• _Information_:
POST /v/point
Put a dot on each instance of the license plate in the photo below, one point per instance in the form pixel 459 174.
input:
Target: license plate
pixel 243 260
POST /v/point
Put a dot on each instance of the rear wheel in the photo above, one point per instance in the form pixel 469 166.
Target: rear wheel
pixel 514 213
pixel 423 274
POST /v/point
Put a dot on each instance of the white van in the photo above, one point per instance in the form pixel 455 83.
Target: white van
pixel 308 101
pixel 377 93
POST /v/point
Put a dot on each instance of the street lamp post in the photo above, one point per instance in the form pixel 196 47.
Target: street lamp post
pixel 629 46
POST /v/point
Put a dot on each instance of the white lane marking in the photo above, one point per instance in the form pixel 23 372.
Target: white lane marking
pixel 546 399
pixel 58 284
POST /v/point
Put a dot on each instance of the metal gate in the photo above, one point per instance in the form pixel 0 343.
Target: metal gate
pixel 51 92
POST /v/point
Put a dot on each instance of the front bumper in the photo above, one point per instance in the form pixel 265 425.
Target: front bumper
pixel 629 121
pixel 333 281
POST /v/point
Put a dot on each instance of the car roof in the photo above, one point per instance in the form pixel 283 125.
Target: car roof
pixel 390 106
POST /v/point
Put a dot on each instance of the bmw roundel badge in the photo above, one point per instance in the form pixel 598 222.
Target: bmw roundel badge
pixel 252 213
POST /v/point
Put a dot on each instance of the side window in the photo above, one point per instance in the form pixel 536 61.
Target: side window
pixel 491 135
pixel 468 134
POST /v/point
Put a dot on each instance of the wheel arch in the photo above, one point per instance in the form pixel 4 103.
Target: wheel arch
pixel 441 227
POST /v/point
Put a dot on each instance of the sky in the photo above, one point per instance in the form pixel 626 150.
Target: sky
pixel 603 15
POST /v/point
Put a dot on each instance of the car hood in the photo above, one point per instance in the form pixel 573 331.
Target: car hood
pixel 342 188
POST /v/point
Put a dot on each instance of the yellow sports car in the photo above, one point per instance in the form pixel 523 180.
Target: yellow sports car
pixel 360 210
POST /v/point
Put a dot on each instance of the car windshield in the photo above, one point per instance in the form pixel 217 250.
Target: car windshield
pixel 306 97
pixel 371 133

• _Activity_: Could you write out, exactly, each line of the data above from the one containing "Put a dot on each instance of the car hood" through the last, including both?

• _Exercise solution_:
Put a dot on each instance of the car hood in the photo above, one point per instance in the form pixel 573 331.
Target: car hood
pixel 342 188
POST /v/point
Put a dot on each instance of the yellow sports car in the photo above, one point per instance in the form pixel 523 180.
Target: yellow sports car
pixel 360 210
POST /v/point
Put a dot on each instance of the car windshield in the photo above, one point per instance in the form pixel 217 250.
Target: car windshield
pixel 306 97
pixel 371 133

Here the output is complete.